Extract provided:
————

Uber air taxi
Jeff Holden, Uber's chief product officer. Uber envisions a fleet of electric-powered 'flying taxis.' They would be piloted at first, but to achieve scale, urban air taxis will need to be autonomous.
After two deadly crashes of Boeing's 737 MAX believed to be linked to design flaws in a flight control system, policymakers and investigators are examining why the U.S. Federal Aviation Administration didn't spot the problems during the plane's certification. Some aerospace observers say it underlines a looming problem: that the agency may not be equipped to vet the safety of the much more complicated software that will enable the next generation of flight, including autonomous drones and pilotless urban air taxis.
"We need to have an oversight agency that has modernized in a way that allows them to engage deeply with these technical experts at the companies asking for certification," says Ella Atkins, an aerospace engineering professor at the University of Michigan whose research is focused on autonomous systems.
Boeing has halted deliveries of the 737 MAX after the March 10 crash of a model of the plane operated by Ethiopian Airlines, the second crash of a 737 MAX in five months. CEO Dennis Muilenburg has acknowledged that a new flight control feature on the new version of its bestselling plane called the maneuvering characteristics augmentation system (MCAS) contributed to the crashes, which killed 346 people. The Chicago-based jet maker will give its next briefing on its business during its quarterly earnings report Wednesday. Analysts are expecting a drop in adjusted profit.

————

What this exercise asks:
**A.** According to the air taxi article, how many people were killed in the 737 MAX crashes?
**B.** Please write out everything in the air taxi article from "After two deadly" down to "on autonomous systems.", swapping "certification" for "approval".

Source data:
————

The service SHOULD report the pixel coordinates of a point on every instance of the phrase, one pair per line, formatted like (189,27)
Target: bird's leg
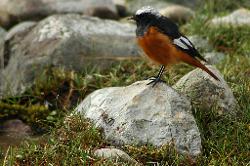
(155,80)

————

Responses for each task:
**A.** 346 people.

**B.**
After two deadly crashes of Boeing's 737 MAX believed to be linked to design flaws in a flight control system, policymakers and investigators are examining why the U.S. Federal Aviation Administration didn't spot the problems during the plane's approval. Some aerospace observers say it underlines a looming problem: that the agency may not be equipped to vet the safety of the much more complicated software that will enable the next generation of flight, including autonomous drones and pilotless urban air taxis.
"We need to have an oversight agency that has modernized in a way that allows them to engage deeply with these technical experts at the companies asking for approval," says Ella Atkins, an aerospace engineering professor at the University of Michigan whose research is focused on autonomous systems.